> _Task prompt_
Extract every line starting at the line that contains "Practice step: find every instance of the red" and ending with the final line of the data, inclusive; give only those lines, word for word.

> _Supplied material_
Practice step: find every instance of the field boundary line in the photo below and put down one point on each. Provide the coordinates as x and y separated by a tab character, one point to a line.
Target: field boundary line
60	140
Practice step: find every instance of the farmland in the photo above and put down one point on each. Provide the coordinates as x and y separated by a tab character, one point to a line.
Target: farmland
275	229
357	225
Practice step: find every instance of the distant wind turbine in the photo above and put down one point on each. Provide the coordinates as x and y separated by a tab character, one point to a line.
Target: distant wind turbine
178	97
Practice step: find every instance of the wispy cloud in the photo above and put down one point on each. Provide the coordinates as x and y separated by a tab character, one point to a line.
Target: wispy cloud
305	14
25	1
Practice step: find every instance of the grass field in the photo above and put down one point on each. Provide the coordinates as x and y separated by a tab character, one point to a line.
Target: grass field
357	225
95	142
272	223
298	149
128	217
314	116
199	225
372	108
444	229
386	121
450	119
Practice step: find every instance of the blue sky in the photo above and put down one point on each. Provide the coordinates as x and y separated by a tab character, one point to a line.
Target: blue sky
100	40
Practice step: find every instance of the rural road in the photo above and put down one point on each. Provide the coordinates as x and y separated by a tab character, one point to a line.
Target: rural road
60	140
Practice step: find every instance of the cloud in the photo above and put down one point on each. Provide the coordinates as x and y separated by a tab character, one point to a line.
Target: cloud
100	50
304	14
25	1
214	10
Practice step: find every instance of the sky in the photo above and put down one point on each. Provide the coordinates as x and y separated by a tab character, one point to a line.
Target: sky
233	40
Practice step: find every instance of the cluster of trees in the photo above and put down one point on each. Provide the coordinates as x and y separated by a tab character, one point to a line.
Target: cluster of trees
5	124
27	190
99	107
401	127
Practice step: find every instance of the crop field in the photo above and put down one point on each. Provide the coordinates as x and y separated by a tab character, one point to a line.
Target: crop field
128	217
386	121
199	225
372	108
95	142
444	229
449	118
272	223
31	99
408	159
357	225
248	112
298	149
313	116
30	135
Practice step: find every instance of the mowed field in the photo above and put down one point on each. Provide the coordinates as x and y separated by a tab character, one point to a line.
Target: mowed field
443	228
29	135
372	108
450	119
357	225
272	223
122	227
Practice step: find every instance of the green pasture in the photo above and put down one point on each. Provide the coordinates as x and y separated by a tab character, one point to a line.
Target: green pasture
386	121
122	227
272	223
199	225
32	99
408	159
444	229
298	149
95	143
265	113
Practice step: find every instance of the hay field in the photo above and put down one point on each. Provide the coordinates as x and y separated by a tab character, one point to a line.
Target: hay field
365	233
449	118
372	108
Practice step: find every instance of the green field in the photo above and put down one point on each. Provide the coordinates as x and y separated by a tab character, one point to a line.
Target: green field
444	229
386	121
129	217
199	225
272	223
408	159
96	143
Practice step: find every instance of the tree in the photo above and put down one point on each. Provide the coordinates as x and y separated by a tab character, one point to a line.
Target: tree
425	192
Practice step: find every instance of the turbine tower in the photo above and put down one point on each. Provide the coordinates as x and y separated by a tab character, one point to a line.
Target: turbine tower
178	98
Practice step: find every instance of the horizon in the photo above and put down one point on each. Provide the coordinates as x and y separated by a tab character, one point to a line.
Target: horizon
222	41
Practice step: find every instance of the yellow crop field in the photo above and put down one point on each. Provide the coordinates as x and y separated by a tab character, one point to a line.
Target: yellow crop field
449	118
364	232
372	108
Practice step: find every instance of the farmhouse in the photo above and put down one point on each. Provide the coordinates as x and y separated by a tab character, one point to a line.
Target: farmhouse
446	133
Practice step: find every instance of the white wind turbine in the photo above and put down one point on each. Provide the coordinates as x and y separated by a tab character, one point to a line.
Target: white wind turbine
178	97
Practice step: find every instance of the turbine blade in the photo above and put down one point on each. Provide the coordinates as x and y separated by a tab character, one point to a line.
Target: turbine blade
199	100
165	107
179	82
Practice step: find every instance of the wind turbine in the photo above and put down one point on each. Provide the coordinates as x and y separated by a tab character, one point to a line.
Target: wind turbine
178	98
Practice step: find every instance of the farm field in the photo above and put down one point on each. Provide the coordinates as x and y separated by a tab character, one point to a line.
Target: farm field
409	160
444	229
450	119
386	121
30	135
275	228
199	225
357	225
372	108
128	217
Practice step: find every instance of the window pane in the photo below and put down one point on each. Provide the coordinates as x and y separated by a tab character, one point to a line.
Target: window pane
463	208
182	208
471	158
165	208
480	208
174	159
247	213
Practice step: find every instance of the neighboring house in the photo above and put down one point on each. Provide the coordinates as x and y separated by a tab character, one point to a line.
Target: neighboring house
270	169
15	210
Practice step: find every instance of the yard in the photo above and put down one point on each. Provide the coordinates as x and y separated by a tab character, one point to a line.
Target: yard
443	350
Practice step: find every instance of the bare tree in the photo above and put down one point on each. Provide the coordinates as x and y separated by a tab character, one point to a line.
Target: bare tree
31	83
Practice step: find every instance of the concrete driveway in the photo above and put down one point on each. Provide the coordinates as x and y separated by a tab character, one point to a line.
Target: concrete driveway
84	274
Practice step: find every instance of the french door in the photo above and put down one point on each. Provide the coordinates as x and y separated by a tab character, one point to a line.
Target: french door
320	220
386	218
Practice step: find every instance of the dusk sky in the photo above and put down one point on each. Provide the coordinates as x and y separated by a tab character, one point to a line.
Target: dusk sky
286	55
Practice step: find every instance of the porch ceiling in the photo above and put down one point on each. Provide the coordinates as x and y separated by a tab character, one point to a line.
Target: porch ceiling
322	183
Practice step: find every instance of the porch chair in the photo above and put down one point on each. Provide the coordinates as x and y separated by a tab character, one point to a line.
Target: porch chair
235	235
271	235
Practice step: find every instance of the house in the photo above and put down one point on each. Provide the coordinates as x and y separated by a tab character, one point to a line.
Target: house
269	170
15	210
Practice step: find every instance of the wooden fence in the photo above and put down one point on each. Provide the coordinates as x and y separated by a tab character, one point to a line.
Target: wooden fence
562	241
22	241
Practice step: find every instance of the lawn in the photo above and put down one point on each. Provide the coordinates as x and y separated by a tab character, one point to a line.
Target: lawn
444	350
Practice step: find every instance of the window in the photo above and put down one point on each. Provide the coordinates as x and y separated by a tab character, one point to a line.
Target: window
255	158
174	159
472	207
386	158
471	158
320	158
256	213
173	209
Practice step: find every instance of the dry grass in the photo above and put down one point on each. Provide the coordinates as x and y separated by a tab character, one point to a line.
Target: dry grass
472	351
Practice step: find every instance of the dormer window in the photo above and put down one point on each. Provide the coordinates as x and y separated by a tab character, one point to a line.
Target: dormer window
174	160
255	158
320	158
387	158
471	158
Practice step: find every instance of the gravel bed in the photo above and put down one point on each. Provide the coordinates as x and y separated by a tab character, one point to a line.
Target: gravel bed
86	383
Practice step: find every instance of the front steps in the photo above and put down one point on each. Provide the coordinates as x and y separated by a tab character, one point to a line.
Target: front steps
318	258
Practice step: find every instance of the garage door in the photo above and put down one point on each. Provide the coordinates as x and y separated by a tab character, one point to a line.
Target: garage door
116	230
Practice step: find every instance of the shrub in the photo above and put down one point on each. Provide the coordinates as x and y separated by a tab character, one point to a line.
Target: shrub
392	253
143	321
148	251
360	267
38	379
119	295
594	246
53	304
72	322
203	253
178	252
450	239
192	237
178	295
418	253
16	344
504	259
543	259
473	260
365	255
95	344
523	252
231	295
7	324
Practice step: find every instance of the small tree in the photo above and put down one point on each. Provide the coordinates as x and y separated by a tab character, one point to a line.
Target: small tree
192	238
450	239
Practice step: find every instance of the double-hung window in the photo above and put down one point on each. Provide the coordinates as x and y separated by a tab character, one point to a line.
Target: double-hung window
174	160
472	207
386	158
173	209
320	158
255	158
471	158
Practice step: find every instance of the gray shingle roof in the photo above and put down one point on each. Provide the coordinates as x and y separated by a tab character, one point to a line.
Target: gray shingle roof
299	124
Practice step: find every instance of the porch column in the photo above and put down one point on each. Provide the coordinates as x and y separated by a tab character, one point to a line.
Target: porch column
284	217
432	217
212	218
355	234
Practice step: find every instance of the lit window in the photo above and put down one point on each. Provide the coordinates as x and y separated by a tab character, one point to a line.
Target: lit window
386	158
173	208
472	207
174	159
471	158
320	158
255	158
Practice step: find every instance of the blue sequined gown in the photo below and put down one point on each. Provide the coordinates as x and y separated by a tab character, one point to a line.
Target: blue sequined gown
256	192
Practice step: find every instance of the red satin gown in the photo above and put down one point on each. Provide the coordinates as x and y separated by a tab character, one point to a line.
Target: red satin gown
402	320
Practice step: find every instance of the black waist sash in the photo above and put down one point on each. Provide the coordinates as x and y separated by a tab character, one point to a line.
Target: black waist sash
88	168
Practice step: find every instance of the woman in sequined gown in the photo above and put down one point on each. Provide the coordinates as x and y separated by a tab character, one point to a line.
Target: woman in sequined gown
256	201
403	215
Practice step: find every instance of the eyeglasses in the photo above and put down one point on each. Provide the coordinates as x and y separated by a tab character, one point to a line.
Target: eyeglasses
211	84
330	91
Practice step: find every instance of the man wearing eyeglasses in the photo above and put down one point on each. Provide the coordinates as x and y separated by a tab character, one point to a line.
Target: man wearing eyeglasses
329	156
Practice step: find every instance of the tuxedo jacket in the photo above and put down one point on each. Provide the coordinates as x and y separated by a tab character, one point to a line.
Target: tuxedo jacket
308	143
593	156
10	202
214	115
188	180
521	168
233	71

> _The solution_
Practice step: find every instance of the red satin gown in the photo above and put down one point on each. Provide the coordinates as x and y separated by a tab character, one point to a line.
Target: red satin gown
402	320
Practice step: find every instance of the black waist sash in the photo above and put down one point on each. Provide the coordinates as x and y separated by a tab character, one point to a line.
Target: black waist sash
88	168
Practice step: find every instance of the woman in sequined gown in the photo above and put down one point on each. Provide the coordinates as x and y separated by a tab character, one point to a line.
Target: woman in sequined gown
256	201
403	215
Practice step: find every instance of the eyeglasses in the photo above and put down one point on each. Provide the coordinates as x and y separated by a tab character, one point to a line.
Target: eyeglasses
211	84
330	91
Practice step: find every instance of the man wearing eyeglasses in the photo above and put down one point on each. Provide the coordinates as x and y separated by a tab character, one point to a line.
Target: man wearing eyeglasses
329	156
Practice step: find every instance of the tuxedo jacket in the photo above and put down one point on each. Provide the coordinates as x and y separated by a tab character, one point to a line.
Target: tuxedo jacket
308	143
593	156
10	202
214	115
188	180
521	168
233	71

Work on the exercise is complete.